IM and Code Switching

A study from the University of Toronto’s Linguistics Department has now verified what many writing teachers have been trying to argue all along — instead of ruining kids’ grammar, IM is actually a different discursive register and that kids end up code switching between IM and other forms of communication quite clearly. Here is an excerpt from an article about the study from technewsworld.com:

“What we found is that kids are using the colloquial vernacular language but they’re also using this formal language that isn’t used in speech,” says Denis, 21.

“So it’s really a combination, a fusion of both these styles. It wasn’t surprising to me because I’m a user of instant messaging and … I knew that it wasn’t as bad as people say it is.”
Tagliamonte says participants would use different levels of diction, both informal and formal, in their speech. For instance, they’d use “shall” alongside words such as “gonna.”

# # # # #

◆ **Work to complete**
Transcribe the passage of the instant messaging text starting at "IM and Code" and ending at "says Denis, 21.", preserving its wording and punctuation.

# # # # #

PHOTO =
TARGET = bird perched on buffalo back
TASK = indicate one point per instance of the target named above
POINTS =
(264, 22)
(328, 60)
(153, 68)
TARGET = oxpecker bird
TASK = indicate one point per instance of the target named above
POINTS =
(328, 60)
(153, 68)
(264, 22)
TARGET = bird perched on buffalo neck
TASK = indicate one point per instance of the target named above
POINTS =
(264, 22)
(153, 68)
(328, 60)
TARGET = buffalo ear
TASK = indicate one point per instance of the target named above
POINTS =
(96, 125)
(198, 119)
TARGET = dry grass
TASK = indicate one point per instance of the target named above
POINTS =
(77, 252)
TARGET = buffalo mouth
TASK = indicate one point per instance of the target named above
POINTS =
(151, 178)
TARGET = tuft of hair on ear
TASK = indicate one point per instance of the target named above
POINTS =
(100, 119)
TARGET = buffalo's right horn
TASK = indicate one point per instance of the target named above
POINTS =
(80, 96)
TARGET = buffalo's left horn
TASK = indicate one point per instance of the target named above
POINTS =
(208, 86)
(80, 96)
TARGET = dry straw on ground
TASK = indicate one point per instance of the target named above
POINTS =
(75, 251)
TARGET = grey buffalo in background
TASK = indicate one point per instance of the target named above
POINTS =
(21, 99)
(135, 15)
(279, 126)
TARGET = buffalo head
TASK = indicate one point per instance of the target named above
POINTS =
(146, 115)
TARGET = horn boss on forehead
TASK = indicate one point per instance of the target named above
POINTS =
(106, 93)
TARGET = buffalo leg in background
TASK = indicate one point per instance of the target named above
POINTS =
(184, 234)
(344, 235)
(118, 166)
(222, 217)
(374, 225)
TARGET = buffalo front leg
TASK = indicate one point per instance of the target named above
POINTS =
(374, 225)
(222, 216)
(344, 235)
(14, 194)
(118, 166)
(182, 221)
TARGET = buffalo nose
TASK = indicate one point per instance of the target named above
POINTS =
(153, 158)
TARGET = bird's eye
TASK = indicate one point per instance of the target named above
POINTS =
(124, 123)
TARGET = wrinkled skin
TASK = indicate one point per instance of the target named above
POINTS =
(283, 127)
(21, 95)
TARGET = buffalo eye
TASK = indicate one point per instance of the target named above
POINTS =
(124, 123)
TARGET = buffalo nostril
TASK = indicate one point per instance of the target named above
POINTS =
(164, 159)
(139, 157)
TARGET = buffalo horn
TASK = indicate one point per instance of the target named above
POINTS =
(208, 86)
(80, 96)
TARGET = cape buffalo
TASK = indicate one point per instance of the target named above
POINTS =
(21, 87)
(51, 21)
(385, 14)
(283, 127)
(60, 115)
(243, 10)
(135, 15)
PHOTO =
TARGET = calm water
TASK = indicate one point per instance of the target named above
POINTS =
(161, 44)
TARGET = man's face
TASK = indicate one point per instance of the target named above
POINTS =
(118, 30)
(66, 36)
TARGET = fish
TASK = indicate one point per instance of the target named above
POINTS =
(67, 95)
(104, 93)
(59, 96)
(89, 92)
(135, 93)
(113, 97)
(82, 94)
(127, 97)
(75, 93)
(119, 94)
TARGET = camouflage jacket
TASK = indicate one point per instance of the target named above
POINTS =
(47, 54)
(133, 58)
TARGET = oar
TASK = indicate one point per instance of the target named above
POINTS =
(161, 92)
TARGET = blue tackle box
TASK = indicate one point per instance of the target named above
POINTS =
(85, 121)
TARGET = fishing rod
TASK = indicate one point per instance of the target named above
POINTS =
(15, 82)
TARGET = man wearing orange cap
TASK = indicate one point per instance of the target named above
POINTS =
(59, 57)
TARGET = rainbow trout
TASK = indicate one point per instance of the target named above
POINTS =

# # # # #

◆ **Answer**
IM and Code Switching

A study from the University of Toronto’s Linguistics Department has now verified what many writing teachers have been trying to argue all along — instead of ruining kids’ grammar, IM is actually a different discursive register and that kids end up code switching between IM and other forms of communication quite clearly. Here is an excerpt from an article about the study from technewsworld.com:

“What we found is that kids are using the colloquial vernacular language but they’re also using this formal language that isn’t used in speech,” says Denis, 21.